Things to do |
1 – Render into Spanish the following sentence from the Missing Ranges problem description: "A number x is considered missing if x is in the range [lower, upper] and x is not in nums."
2 – According to the constraints in the Missing Ranges problem description, what is the greatest length the array nums may have?

Excerpt to read |

####################

163. Missing Ranges

Description

You are given an inclusive range [lower, upper] and a sorted unique integer array nums, where all elements are in the inclusive range.

A number x is considered missing if x is in the range [lower, upper] and x is not in nums.

Return the smallest sorted list of ranges that cover every missing number exactly. That is, no element of nums is in any of the ranges, and each missing number is in one of the ranges.

Each range [a,b] in the list should be output as:

"a->b" if a != b
"a" if a == b

Constraints

-109 <= lower <= upper <= 109
0 <= nums.length <= 100
lower <= nums[i] <= upper
All the values of nums are unique.

Approach

Examples

Input: nums = [0, 1, 3, 50, 75], lower = 0, upper = 99

Output: ["2", "4->49", "51->74", "76->99"]

Explanation: The ranges are:

[2, 2] --> "2"

[4, 49] --> "4->49"

[51, 74] --> "51->74"

[76, 99] --> "76->99"

Solutions

/**
 * Time complexity : 
 * Space complexity : 
 */

class Solution {
    public List<String> findMissingRanges(int[] nums, int lower, int upper) {
        List<String> result = new ArrayList();
        for(int i = 0; i < nums.length; i++) {
            if(lower == nums[i]) {
                lower++;
            } else {
                addRange(lower, (nums[i]-1), result);
                lower = nums[i]+1;
            }
        }
        if(lower <= upper) {
            addRange(lower, upper, result);
        }
        return result;
    }
    
    private void addRange(int low, int high, List<String> result) {
        if(low == high) {
            result.add(String.valueOf(low));
        } else {
            result.add(low  + "->" + high);
        }
    }
}

/**
 * Time complexity : O(N), where N is the length of the input array.

####################

Data block |
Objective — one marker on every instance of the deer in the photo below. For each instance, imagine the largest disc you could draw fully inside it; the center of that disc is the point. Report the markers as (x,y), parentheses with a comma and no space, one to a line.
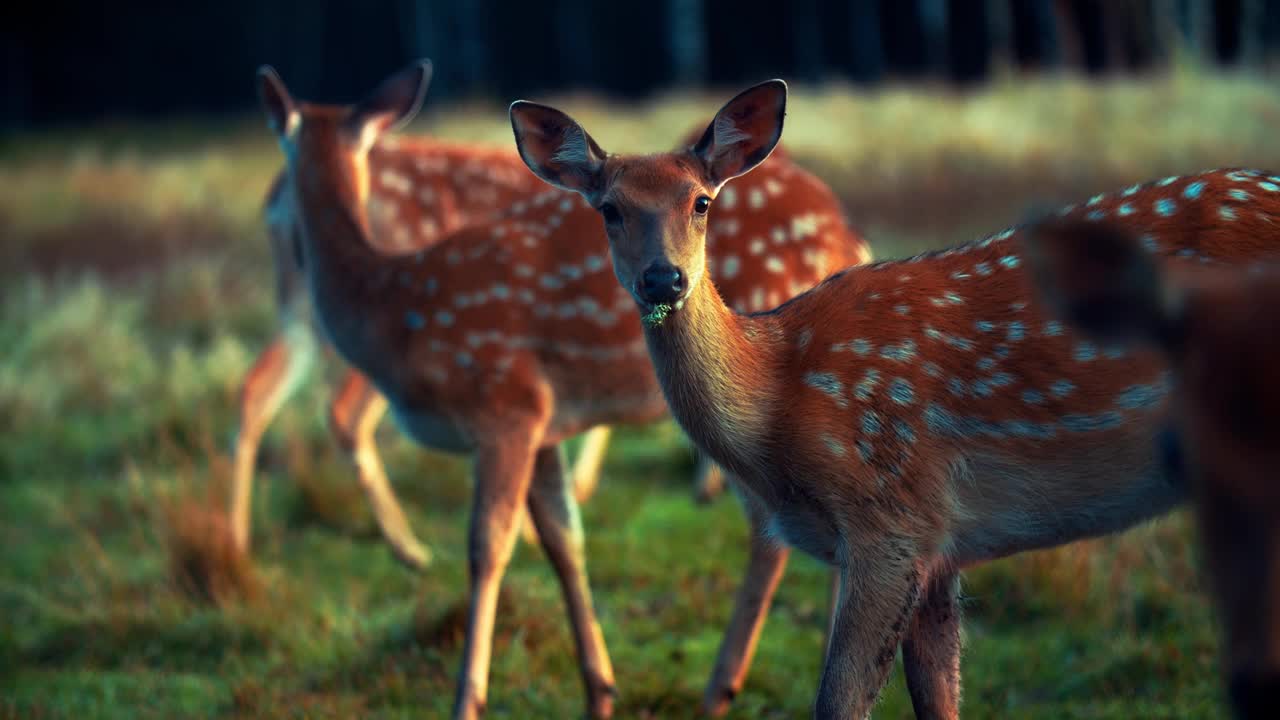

####################

The responses |
1 – Un número x se considera faltante si x está en el rango [lower, upper] y x no está en nums.

2 – 100